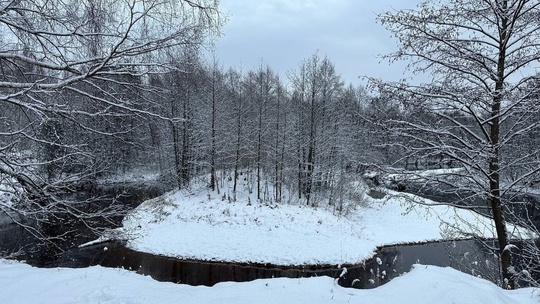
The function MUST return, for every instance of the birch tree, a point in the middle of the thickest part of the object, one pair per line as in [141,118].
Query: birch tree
[69,61]
[480,58]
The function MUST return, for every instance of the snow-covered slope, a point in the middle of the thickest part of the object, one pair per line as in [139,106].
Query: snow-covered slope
[205,225]
[423,285]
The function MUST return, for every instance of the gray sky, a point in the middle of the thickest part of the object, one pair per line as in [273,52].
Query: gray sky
[282,33]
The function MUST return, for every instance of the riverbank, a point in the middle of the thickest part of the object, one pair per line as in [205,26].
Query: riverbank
[205,225]
[22,283]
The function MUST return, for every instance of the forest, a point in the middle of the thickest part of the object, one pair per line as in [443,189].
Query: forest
[96,89]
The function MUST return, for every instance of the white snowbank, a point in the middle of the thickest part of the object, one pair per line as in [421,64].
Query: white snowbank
[205,226]
[22,283]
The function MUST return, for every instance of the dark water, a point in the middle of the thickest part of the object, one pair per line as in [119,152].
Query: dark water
[470,256]
[388,263]
[65,233]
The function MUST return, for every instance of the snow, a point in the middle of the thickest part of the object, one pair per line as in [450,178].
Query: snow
[209,226]
[22,283]
[204,225]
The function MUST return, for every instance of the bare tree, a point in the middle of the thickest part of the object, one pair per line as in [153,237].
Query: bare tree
[480,57]
[69,65]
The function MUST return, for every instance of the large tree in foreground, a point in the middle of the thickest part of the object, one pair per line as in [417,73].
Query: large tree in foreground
[68,71]
[481,58]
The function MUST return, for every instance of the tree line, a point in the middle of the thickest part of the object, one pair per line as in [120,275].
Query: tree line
[97,88]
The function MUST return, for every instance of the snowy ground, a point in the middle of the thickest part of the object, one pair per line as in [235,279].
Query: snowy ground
[204,225]
[424,284]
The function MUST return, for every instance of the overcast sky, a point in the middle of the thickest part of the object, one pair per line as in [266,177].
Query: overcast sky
[282,33]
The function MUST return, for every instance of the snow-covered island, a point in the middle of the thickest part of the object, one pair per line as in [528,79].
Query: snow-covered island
[206,225]
[203,225]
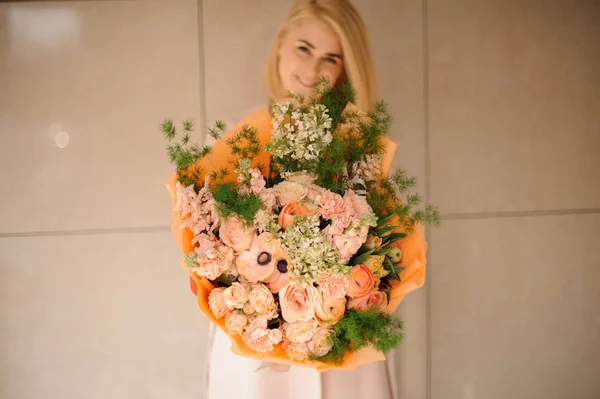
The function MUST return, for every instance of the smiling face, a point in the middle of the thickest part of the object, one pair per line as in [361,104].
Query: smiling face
[310,50]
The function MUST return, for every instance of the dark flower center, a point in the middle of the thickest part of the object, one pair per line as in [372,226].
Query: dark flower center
[263,258]
[282,266]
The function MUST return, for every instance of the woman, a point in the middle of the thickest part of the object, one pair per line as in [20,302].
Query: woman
[317,38]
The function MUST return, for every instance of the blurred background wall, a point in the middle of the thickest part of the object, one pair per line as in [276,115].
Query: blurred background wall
[497,111]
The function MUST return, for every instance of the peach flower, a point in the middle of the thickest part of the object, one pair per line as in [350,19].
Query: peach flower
[346,245]
[333,285]
[296,351]
[330,310]
[321,343]
[331,204]
[286,216]
[235,235]
[361,281]
[216,302]
[259,338]
[298,302]
[235,322]
[260,261]
[300,331]
[262,301]
[372,298]
[236,295]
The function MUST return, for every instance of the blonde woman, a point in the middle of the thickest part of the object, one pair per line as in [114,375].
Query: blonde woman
[317,38]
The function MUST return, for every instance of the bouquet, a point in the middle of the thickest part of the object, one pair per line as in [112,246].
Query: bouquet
[298,244]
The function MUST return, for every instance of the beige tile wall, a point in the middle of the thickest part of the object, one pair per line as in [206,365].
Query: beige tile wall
[496,110]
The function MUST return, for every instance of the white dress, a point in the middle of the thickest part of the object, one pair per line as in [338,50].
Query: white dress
[231,376]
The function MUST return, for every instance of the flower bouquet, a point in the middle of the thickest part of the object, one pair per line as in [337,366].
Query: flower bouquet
[298,244]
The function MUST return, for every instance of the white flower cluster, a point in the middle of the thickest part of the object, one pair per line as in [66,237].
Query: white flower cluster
[300,135]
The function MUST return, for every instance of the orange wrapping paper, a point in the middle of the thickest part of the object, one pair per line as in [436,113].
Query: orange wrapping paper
[413,248]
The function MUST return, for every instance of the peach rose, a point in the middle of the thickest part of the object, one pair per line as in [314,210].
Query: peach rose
[260,261]
[259,338]
[286,216]
[331,204]
[235,322]
[333,285]
[236,295]
[262,301]
[346,245]
[288,191]
[300,331]
[361,281]
[298,303]
[321,343]
[216,302]
[372,298]
[296,351]
[330,310]
[235,235]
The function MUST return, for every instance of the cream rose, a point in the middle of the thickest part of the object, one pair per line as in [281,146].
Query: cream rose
[296,351]
[330,310]
[298,303]
[321,342]
[300,331]
[235,322]
[262,301]
[259,338]
[288,191]
[235,235]
[361,281]
[236,295]
[216,302]
[346,245]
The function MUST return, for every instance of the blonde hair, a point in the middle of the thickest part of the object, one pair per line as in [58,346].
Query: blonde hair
[350,29]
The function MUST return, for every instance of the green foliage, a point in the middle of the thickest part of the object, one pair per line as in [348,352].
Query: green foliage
[358,329]
[230,202]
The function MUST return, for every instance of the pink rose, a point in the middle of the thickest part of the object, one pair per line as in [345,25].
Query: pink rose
[262,301]
[331,204]
[286,217]
[300,331]
[235,235]
[361,281]
[296,351]
[235,322]
[236,295]
[212,258]
[330,310]
[372,298]
[321,342]
[332,285]
[216,302]
[346,245]
[259,338]
[298,303]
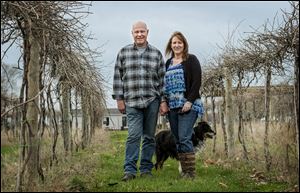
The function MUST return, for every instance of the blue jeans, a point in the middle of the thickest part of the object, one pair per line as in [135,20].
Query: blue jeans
[182,128]
[141,124]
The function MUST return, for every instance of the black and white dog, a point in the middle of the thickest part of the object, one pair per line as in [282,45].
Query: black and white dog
[166,145]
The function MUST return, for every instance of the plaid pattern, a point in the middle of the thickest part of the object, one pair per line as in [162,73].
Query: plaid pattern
[138,78]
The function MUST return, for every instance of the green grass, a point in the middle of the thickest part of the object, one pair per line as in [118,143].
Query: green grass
[108,170]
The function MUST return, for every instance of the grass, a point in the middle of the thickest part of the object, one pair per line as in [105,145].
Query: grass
[210,178]
[99,168]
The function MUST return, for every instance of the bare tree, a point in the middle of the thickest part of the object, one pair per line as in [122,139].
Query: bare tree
[54,46]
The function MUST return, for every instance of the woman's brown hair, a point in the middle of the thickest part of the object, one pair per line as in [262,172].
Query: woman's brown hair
[181,37]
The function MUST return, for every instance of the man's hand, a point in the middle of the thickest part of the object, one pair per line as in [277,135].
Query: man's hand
[163,108]
[121,106]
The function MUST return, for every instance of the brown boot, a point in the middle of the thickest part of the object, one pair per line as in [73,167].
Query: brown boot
[187,161]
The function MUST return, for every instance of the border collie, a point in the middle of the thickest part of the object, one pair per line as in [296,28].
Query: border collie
[166,145]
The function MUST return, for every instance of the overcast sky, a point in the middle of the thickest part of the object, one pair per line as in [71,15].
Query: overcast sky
[204,24]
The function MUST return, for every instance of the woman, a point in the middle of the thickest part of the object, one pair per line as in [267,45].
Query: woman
[182,99]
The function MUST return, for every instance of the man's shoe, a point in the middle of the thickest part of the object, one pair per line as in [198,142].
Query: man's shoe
[128,177]
[146,174]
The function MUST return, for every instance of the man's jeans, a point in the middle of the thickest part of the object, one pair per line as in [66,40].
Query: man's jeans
[182,128]
[141,123]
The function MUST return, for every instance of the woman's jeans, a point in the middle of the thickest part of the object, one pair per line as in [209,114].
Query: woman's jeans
[182,128]
[141,124]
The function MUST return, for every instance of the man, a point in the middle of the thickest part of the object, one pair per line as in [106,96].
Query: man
[137,87]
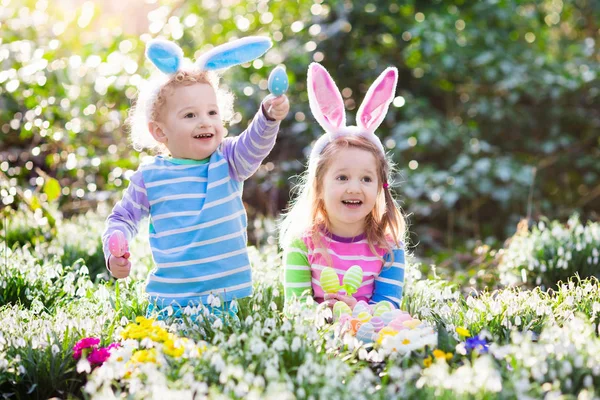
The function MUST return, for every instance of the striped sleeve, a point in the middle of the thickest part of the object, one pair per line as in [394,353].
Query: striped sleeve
[246,152]
[127,213]
[297,276]
[389,285]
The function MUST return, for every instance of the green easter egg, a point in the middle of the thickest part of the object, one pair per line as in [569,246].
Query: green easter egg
[340,308]
[329,280]
[382,307]
[353,279]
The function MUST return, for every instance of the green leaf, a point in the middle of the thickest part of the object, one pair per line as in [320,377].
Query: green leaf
[52,189]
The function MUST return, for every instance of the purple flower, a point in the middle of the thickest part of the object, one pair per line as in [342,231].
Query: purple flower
[84,343]
[98,356]
[477,343]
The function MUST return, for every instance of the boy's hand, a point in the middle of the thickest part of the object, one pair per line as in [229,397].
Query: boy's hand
[119,267]
[331,298]
[276,108]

==============================

DIRECTIONS FOR THIS TASK – Write out again, exactly, the lines from the one holding "as in [320,377]." through the end of the listing, with both ends included.

RESULT OF THE EXERCISE –
The function MUST return, for every instance of the green leaf, a point in the middle of the thickest part of the object, one pair per line as in [320,377].
Query: green leaf
[52,189]
The function MUST return, for every instance of the purple flower, a point in the middle of the thickest part of the object, one pair per line as in [342,231].
Query: purple flower
[84,343]
[98,356]
[477,343]
The function MUST return, for every instance of the boy's hand, a point in the middle of the thickest part of the object, one pair per line as in [229,397].
Query: boy's hand
[119,267]
[331,298]
[276,108]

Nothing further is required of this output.